[Start of Extracted information]
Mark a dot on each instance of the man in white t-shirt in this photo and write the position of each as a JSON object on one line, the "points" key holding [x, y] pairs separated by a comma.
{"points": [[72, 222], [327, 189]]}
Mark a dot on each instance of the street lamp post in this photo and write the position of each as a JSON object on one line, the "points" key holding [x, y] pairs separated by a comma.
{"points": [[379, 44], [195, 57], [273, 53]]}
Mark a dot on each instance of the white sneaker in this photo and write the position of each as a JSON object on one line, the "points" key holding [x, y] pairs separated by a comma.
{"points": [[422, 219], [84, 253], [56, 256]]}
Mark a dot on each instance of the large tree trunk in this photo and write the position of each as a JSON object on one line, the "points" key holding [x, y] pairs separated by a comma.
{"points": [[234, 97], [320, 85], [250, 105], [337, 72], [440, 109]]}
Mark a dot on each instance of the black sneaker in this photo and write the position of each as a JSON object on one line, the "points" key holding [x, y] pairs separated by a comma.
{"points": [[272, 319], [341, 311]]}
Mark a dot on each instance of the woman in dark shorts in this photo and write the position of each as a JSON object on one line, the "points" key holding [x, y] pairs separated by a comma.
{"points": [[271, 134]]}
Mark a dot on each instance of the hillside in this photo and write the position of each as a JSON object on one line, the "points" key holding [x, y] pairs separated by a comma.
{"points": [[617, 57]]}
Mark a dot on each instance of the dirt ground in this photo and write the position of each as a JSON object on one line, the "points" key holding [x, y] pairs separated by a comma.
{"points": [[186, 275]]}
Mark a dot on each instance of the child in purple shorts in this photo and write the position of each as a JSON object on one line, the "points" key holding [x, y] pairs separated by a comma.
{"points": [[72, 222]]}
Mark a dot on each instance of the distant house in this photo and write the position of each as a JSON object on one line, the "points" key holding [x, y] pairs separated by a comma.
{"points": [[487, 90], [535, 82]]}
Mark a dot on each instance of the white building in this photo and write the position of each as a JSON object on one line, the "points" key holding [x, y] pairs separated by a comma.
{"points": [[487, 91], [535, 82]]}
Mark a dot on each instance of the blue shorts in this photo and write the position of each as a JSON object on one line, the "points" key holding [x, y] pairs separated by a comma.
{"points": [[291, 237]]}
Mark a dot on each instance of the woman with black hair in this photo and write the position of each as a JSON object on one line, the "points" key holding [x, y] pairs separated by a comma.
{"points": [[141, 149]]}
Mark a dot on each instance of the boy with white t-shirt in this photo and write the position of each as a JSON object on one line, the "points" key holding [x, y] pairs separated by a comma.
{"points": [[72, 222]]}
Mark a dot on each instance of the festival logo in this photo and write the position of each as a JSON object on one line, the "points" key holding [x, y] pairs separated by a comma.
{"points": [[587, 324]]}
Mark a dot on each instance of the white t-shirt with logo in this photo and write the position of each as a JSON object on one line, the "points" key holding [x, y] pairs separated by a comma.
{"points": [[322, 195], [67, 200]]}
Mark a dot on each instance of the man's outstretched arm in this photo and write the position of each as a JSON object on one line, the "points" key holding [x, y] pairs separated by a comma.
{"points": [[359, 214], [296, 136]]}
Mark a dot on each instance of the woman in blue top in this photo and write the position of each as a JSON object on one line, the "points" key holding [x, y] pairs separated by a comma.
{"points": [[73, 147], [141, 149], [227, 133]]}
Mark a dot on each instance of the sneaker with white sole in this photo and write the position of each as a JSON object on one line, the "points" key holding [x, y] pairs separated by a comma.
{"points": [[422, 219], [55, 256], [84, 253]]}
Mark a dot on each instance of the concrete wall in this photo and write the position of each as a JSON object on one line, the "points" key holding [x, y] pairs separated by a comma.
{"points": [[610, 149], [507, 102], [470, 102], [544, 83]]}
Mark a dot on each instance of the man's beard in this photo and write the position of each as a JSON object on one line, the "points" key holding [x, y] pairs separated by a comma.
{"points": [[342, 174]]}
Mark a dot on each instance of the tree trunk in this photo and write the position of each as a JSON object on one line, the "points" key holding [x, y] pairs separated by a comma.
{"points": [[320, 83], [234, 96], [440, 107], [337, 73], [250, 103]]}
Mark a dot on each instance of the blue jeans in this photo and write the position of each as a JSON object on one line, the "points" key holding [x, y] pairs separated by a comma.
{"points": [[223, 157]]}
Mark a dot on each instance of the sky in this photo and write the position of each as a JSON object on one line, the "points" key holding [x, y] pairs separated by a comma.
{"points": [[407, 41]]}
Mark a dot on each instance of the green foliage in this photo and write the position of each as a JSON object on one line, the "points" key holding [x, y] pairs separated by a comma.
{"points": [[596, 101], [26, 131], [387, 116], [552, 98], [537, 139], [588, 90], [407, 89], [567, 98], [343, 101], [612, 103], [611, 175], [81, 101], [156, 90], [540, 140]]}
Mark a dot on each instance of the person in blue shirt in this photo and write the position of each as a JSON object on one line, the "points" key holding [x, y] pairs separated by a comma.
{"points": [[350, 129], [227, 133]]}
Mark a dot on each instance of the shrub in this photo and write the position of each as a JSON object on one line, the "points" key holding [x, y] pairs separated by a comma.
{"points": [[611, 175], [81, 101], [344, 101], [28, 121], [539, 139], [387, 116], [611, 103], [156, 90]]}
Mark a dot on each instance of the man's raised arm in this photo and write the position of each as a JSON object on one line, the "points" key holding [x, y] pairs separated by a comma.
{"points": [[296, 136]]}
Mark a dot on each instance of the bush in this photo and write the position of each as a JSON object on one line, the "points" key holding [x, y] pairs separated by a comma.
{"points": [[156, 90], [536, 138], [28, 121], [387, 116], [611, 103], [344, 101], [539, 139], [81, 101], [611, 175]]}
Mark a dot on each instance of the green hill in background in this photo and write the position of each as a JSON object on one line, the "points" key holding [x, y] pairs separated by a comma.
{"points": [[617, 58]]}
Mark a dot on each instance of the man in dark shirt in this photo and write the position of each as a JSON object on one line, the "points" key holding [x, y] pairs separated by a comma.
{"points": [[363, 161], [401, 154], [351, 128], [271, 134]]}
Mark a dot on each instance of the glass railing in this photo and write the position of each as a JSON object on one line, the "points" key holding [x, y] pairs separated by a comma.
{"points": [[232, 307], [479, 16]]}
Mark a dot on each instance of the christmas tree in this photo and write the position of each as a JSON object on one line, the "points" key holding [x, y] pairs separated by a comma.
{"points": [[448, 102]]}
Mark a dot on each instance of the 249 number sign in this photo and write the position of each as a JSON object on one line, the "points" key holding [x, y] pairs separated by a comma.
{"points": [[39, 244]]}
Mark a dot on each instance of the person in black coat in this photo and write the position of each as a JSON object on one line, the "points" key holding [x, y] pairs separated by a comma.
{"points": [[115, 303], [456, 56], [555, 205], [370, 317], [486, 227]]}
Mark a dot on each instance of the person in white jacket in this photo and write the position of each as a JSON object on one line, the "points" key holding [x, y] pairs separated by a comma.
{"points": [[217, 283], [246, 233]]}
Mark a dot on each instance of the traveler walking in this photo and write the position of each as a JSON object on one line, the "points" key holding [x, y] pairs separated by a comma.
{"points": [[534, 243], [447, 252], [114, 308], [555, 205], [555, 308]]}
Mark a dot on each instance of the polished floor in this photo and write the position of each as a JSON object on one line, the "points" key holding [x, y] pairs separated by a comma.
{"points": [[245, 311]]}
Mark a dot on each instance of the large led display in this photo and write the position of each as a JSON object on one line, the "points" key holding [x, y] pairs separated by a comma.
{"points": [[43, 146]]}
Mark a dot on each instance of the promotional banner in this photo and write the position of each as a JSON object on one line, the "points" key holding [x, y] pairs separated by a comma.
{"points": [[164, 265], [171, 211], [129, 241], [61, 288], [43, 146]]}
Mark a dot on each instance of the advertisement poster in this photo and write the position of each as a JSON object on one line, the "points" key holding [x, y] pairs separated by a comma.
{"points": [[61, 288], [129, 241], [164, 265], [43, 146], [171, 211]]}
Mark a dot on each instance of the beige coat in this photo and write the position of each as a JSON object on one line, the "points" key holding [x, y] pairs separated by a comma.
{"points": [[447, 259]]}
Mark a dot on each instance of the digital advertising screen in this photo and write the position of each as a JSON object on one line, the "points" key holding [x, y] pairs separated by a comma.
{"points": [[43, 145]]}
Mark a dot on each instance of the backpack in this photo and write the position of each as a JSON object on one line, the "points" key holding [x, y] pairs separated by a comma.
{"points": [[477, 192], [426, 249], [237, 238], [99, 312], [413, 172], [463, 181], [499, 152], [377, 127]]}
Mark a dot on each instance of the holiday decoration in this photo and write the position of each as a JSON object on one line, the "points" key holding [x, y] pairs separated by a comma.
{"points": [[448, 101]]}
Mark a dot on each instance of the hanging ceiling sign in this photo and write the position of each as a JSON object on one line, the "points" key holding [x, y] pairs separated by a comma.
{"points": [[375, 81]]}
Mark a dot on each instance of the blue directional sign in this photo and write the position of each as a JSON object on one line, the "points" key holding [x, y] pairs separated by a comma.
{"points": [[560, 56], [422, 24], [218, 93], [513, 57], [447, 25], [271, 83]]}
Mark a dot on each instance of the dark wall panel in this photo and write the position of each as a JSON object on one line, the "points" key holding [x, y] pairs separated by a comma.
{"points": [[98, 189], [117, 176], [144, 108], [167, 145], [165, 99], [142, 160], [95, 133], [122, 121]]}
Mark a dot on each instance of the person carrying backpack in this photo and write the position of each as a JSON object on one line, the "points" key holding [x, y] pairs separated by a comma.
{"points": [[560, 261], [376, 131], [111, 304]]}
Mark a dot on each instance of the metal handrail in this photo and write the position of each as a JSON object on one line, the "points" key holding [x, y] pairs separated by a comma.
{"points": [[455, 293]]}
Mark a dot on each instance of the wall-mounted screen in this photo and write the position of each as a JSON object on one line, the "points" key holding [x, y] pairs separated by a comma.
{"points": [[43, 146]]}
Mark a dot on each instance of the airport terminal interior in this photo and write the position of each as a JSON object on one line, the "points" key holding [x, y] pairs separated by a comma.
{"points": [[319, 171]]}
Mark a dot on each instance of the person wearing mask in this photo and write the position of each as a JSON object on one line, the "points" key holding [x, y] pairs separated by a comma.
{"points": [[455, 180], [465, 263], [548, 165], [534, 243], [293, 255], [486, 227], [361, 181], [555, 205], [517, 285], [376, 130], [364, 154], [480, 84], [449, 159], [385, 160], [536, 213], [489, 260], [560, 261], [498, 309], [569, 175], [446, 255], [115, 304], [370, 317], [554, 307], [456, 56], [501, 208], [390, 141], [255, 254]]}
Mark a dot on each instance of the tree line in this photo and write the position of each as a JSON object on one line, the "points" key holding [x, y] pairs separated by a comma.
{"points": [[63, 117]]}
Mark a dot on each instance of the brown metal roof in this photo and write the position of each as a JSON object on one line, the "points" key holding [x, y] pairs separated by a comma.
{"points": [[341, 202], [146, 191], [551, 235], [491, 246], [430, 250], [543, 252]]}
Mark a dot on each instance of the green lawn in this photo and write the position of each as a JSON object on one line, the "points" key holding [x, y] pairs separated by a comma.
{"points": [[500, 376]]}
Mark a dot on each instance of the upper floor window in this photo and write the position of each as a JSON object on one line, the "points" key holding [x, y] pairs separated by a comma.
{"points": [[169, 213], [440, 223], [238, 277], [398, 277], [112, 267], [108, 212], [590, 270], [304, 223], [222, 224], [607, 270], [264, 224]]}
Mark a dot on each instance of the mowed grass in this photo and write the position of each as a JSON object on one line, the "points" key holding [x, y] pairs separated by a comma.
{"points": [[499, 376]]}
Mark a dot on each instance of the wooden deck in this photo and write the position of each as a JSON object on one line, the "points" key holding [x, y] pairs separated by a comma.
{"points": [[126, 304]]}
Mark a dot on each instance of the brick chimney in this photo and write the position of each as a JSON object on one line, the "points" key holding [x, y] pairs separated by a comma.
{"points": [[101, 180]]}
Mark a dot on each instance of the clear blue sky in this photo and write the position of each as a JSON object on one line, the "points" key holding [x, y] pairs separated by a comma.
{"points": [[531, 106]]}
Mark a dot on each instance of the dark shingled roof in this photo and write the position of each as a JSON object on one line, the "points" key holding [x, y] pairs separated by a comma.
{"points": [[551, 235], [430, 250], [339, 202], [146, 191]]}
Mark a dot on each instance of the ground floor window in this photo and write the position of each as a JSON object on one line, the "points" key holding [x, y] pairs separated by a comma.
[End of Extracted information]
Task to carry out> From the line that contains "Mark a dot on each instance of the clear" down to the last line of the listing above, repeat each line exactly, and include nothing else.

Full output>
Mark a dot on each instance of the clear blue sky in this photo and write the position of each as a JSON object on one line, the "points" key holding [x, y] pairs separated by a comma.
{"points": [[531, 106]]}
Mark a dot on each instance of the dark shingled roof in this photo and write the position of each as a JSON object on one line, the "points" key holding [x, y] pairs separated by a comma.
{"points": [[551, 235], [430, 250], [339, 202], [146, 191]]}
Mark a dot on each instance of the ground floor window in this photo and write the position of each as a JSON object on one line, the "points" key holding [x, y] pairs separated by a comma.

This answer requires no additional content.